TASK DIRECTIONS: Rewrite the lines of the records below as a numbered list, from the line containing "the wooden table" through the end of the records, both included, skipping blank lines.

** START **

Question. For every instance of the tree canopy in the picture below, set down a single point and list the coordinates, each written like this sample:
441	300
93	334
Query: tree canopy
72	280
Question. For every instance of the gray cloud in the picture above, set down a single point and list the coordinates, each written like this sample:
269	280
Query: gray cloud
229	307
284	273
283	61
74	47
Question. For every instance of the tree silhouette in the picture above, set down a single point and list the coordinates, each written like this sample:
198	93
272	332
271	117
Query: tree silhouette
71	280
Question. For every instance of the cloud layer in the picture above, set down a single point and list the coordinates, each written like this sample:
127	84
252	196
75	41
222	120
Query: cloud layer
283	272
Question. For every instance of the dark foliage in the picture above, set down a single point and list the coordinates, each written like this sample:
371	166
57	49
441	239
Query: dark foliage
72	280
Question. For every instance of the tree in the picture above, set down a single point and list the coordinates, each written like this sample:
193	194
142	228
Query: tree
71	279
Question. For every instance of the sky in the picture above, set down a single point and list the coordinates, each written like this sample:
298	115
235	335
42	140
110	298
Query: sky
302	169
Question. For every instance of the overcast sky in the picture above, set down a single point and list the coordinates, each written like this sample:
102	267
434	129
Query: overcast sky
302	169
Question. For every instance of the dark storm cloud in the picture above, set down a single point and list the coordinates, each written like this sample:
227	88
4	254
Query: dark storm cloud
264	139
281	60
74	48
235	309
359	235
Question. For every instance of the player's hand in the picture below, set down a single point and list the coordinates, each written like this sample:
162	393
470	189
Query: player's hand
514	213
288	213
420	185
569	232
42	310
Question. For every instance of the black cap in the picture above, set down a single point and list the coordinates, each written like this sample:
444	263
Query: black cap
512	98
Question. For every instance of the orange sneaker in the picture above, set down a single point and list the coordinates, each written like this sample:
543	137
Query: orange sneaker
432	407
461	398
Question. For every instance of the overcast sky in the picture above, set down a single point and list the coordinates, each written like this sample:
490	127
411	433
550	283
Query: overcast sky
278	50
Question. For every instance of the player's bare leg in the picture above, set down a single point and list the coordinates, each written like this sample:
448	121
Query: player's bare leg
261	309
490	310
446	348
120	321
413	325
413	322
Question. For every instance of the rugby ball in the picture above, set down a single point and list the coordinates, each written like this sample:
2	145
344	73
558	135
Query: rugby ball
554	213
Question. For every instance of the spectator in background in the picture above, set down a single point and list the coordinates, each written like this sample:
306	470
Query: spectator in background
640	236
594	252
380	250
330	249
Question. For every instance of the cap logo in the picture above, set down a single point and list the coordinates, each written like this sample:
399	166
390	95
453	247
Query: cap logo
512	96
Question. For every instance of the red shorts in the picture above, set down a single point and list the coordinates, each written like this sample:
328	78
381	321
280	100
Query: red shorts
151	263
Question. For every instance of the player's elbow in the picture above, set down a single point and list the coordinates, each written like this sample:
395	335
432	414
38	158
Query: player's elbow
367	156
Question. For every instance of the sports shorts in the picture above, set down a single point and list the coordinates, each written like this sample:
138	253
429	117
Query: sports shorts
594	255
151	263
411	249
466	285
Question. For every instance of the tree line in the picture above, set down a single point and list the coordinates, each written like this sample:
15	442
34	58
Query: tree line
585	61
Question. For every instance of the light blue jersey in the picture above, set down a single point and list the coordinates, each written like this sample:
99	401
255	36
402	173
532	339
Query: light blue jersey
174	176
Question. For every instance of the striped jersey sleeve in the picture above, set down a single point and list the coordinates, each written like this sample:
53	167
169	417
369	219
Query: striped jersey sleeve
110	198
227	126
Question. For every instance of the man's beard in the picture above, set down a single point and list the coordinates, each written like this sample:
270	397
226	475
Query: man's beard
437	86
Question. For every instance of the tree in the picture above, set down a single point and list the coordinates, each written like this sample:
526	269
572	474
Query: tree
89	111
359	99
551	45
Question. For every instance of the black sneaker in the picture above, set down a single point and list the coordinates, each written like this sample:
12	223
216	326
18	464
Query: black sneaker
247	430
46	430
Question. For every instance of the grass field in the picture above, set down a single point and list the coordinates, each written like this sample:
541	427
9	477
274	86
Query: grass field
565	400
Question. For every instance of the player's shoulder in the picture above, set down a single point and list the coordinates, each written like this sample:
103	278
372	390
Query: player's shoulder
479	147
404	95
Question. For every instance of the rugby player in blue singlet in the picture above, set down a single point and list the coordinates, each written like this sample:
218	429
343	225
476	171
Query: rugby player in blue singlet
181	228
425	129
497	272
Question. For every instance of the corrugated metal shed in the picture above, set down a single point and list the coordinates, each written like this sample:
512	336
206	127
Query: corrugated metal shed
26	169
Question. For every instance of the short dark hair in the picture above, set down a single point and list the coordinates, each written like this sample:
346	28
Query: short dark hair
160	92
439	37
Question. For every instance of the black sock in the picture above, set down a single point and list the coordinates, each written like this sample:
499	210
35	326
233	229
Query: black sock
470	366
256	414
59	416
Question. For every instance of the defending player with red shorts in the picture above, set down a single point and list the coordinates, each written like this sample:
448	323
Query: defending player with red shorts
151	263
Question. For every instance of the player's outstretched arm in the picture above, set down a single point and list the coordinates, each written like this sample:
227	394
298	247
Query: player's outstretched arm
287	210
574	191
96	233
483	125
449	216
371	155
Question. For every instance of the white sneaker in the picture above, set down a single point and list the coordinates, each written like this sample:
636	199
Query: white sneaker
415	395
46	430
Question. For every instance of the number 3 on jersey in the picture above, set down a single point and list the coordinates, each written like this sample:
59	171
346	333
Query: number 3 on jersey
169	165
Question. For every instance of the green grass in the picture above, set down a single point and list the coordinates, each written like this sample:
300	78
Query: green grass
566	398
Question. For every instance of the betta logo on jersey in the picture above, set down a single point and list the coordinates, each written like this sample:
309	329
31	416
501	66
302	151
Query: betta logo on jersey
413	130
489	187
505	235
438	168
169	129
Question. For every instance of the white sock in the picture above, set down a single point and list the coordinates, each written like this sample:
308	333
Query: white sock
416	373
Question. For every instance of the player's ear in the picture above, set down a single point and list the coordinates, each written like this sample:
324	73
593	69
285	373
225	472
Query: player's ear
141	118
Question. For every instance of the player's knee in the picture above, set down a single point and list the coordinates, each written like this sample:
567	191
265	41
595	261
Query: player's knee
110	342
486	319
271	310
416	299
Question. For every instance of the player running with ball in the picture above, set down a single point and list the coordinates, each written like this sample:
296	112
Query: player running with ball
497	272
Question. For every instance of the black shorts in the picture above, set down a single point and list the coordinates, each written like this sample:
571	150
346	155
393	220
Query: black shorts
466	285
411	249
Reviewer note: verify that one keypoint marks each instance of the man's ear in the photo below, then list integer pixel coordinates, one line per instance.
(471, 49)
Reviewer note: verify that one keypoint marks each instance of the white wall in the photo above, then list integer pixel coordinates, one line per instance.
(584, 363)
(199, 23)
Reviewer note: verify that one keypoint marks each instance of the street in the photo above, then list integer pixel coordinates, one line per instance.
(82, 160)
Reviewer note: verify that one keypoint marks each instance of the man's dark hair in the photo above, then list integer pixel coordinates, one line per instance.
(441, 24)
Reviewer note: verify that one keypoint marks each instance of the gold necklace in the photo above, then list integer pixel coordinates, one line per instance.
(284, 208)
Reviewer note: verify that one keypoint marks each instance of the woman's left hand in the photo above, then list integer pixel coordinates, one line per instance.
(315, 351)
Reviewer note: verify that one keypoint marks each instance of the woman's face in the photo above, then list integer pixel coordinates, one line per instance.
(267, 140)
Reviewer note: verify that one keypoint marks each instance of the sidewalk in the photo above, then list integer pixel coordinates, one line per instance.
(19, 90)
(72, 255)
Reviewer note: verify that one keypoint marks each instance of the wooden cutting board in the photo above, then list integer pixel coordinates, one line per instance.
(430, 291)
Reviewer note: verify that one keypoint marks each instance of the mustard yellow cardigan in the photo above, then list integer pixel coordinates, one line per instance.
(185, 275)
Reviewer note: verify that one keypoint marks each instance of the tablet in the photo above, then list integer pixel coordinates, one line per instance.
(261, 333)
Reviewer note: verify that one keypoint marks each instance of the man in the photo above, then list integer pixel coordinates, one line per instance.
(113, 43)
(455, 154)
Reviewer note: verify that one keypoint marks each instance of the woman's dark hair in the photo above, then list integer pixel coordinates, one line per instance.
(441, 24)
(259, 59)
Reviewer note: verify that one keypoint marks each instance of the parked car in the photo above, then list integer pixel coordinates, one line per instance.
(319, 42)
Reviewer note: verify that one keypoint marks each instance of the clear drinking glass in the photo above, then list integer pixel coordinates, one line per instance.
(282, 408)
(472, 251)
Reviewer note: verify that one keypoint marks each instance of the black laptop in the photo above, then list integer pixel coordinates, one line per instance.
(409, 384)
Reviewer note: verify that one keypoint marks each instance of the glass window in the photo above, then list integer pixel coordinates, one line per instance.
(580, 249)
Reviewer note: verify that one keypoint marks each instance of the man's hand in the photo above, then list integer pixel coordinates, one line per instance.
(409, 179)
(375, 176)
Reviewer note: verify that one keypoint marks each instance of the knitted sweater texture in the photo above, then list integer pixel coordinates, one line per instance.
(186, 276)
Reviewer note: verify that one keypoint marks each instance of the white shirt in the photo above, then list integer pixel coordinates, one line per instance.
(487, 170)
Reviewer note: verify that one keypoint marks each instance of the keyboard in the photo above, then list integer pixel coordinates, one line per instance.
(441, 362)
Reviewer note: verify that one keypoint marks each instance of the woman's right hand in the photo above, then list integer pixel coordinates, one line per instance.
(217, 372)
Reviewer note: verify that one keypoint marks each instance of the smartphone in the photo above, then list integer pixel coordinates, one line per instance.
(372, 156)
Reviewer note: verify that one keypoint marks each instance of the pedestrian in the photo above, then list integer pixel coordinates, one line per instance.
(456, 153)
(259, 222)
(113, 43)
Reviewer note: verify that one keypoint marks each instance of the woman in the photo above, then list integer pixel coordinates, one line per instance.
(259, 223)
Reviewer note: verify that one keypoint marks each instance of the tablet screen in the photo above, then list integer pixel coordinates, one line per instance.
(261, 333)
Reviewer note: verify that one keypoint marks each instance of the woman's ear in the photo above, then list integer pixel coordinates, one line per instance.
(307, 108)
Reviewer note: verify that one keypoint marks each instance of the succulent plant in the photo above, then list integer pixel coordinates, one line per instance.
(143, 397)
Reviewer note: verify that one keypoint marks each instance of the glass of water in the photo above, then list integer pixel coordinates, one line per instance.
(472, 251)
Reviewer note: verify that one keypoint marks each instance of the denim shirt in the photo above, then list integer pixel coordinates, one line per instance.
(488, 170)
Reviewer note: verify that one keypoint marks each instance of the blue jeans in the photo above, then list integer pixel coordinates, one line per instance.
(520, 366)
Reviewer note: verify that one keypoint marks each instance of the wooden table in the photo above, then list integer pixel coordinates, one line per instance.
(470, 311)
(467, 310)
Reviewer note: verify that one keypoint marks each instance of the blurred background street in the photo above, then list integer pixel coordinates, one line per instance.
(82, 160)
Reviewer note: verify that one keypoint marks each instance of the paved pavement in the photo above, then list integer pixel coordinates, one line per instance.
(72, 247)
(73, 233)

** END **

ANSWER TO THE TASK:
1. Reviewer note: verify that one keypoint marks each instance of the wooden table in the photo above, then list integer pixel coordinates, one line per instance.
2. (470, 311)
3. (467, 310)
4. Reviewer note: verify that one keypoint marks each instance of the blurred background street in the photo above, then list integer pixel coordinates, one line per instance.
5. (82, 160)
6. Reviewer note: verify that one keypoint marks each instance of the paved pavement in the photo above, then list integer pixel coordinates, one line per instance.
7. (72, 247)
8. (73, 233)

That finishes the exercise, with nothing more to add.